**INSTRUCTIONS TO FOLLOW**
Will you return, word for word, only the lines from the top of the data below down to and including the one with "target | squirrel ear"?

(Excerpts from a dataset)

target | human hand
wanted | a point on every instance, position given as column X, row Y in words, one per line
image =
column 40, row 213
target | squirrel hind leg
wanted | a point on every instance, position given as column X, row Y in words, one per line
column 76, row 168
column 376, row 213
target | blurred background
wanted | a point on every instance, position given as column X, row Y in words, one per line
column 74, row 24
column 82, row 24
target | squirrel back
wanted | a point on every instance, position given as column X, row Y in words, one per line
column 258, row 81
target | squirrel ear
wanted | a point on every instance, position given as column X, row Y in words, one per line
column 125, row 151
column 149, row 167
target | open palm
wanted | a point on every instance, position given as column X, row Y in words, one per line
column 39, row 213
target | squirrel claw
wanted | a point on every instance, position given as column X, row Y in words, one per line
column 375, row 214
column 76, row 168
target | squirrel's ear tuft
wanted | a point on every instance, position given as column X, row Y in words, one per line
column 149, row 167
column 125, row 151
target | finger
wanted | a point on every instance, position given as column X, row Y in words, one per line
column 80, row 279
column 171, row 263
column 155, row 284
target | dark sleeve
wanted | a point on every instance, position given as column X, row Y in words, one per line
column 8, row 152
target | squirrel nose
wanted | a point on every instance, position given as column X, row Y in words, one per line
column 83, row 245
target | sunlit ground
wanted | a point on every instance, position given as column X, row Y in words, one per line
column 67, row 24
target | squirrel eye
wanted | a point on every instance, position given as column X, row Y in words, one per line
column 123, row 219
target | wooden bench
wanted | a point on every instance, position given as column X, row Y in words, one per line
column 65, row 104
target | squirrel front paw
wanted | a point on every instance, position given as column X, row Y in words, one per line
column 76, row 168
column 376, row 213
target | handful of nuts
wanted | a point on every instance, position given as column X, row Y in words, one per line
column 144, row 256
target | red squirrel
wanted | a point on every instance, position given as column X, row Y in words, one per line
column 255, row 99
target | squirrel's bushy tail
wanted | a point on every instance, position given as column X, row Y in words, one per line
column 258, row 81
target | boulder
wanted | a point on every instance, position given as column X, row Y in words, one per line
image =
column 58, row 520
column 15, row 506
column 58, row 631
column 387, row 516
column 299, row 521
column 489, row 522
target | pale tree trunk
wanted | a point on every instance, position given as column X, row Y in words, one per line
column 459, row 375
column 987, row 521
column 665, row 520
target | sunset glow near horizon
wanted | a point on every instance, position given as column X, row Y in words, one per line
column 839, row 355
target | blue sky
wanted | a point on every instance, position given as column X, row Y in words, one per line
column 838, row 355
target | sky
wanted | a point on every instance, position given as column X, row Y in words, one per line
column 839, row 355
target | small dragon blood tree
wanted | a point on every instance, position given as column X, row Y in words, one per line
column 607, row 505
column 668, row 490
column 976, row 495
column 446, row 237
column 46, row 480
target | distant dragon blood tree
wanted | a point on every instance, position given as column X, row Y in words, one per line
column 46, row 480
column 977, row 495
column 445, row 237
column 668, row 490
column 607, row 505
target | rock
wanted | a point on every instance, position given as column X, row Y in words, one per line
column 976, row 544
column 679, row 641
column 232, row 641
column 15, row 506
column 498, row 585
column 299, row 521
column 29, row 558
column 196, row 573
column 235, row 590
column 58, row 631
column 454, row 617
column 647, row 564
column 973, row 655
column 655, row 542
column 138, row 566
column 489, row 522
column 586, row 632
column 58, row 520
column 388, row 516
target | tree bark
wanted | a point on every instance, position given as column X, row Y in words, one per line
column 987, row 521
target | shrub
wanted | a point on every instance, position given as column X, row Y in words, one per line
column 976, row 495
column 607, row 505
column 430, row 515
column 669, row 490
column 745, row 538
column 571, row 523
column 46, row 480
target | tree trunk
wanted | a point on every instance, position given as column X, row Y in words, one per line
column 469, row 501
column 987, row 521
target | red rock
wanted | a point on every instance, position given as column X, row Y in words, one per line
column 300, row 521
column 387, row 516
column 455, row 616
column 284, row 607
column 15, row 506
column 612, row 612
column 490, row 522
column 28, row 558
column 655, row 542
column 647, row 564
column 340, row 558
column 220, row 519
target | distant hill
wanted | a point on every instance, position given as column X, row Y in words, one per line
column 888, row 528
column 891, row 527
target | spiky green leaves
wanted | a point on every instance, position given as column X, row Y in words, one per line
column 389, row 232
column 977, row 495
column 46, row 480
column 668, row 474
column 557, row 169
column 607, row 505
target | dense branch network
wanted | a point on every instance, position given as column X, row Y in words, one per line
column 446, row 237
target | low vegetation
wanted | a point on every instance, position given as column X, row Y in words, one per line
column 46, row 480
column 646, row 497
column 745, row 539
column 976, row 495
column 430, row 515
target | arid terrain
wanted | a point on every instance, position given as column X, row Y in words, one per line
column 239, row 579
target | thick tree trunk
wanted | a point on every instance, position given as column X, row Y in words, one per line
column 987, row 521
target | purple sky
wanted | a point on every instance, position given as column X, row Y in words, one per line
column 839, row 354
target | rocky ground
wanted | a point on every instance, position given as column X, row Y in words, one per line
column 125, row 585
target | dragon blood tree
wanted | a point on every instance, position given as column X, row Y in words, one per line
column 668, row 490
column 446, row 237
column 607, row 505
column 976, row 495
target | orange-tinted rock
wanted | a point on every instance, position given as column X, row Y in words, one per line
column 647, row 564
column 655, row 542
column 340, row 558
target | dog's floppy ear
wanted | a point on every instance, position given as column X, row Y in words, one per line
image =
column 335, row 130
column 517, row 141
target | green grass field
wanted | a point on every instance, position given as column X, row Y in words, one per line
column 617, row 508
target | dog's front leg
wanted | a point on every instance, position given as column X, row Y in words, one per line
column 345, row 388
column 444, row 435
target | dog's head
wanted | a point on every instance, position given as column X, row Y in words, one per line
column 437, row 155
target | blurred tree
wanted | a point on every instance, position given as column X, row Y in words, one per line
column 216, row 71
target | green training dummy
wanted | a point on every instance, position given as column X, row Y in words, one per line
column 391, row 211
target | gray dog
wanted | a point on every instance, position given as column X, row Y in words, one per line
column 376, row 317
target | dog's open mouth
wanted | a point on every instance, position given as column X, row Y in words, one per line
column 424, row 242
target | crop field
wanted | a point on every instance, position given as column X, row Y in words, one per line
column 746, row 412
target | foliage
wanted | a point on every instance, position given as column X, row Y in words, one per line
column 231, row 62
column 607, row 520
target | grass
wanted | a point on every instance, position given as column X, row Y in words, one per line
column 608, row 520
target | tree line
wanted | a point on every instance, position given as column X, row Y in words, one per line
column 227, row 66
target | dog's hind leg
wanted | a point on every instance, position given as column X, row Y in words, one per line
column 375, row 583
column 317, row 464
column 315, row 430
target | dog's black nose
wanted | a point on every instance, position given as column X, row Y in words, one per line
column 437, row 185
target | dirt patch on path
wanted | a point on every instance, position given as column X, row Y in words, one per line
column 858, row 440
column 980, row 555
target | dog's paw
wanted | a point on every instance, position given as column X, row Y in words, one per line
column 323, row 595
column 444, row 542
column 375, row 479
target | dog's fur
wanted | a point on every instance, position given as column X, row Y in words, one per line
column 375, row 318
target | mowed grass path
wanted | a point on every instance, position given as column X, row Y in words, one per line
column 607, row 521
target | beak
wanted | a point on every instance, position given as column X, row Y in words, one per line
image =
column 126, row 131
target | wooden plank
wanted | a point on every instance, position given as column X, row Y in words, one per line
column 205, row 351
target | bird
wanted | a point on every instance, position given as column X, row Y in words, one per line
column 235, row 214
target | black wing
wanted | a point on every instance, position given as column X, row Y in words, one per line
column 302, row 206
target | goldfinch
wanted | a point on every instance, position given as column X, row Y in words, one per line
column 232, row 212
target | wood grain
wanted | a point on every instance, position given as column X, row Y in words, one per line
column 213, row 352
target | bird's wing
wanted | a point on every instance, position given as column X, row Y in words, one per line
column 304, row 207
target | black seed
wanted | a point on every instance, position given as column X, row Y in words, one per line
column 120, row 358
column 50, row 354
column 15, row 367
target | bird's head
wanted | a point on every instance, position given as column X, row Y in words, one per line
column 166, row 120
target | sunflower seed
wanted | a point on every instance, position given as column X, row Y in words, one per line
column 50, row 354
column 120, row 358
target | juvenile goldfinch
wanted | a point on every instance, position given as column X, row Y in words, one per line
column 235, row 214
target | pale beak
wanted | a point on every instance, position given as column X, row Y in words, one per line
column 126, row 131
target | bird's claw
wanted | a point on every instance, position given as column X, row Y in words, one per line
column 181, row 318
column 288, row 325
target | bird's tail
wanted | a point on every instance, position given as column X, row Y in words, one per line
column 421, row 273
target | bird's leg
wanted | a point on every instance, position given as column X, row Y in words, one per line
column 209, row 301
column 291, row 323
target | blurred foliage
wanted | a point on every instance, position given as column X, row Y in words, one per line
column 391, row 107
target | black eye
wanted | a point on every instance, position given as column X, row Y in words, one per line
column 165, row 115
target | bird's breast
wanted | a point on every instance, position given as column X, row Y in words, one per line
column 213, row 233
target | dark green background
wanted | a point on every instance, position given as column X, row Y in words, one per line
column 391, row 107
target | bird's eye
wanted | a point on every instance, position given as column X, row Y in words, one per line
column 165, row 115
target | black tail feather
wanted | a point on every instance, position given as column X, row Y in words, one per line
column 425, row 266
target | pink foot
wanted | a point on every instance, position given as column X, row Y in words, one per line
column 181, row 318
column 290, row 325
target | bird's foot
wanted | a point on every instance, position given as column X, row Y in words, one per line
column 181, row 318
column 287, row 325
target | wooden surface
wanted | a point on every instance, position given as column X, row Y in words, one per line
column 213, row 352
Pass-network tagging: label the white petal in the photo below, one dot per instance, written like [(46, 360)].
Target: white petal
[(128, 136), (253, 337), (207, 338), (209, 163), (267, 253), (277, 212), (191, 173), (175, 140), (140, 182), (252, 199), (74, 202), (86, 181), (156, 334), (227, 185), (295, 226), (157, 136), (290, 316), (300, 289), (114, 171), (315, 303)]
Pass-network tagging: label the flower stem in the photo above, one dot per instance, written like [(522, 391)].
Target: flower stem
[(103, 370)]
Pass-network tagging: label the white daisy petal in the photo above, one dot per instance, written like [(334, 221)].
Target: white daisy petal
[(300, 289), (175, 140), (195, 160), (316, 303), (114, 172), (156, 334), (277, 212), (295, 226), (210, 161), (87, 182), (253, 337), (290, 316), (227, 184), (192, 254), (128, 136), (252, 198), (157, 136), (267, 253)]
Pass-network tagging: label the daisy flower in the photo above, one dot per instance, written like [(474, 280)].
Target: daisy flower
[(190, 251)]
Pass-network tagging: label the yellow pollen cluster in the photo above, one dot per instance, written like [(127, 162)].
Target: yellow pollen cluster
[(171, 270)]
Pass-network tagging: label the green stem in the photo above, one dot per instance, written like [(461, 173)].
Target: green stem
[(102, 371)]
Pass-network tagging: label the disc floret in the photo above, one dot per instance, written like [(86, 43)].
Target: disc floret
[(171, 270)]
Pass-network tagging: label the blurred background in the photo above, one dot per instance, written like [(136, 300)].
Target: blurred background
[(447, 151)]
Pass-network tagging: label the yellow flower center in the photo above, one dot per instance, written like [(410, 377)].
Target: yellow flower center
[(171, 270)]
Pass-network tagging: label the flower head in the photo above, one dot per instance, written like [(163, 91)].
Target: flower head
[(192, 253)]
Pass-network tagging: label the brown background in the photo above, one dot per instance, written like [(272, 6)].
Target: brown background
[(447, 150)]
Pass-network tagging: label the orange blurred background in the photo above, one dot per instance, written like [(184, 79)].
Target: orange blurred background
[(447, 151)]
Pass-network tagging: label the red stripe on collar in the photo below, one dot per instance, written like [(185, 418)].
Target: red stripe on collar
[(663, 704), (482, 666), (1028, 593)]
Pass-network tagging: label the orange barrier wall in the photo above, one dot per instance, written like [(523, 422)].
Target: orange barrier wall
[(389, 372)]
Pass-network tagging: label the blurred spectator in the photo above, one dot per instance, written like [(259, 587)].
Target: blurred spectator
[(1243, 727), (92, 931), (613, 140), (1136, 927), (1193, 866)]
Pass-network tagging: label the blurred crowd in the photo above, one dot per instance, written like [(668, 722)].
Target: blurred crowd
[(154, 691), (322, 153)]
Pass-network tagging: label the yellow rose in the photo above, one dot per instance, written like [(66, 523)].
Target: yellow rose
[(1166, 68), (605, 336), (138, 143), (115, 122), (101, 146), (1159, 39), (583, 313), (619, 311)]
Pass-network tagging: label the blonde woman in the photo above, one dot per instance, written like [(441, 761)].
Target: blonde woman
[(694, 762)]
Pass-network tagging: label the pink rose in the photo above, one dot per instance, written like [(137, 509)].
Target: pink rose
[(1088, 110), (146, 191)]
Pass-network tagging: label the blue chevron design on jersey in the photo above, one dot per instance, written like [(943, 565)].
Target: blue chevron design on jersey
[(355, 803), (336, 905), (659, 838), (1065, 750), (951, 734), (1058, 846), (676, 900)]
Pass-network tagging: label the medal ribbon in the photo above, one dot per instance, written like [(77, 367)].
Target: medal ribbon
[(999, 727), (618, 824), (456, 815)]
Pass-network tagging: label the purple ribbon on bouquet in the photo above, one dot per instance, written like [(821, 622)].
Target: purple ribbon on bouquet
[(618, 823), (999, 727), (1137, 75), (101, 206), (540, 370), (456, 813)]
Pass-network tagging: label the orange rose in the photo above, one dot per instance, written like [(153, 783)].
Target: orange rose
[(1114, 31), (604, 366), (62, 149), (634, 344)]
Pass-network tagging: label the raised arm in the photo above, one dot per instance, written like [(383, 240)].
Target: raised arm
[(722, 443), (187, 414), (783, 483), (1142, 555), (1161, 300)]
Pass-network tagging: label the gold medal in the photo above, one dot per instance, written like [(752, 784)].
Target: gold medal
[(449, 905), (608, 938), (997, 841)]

**RESULT FOR THIS TASK**
target | human hand
wanted | a point on every instance, position given as column X, row Y in words, one per line
image =
column 40, row 213
target | squirrel hind leg
wanted | a point on every instance, position given as column X, row Y in words, one per line
column 76, row 168
column 376, row 213
target | blurred background
wanted | a point on every instance, position given as column X, row Y in words, one per line
column 74, row 24
column 82, row 24
target | squirrel back
wanted | a point on every instance, position given as column X, row Y in words, one per line
column 258, row 81
target | squirrel ear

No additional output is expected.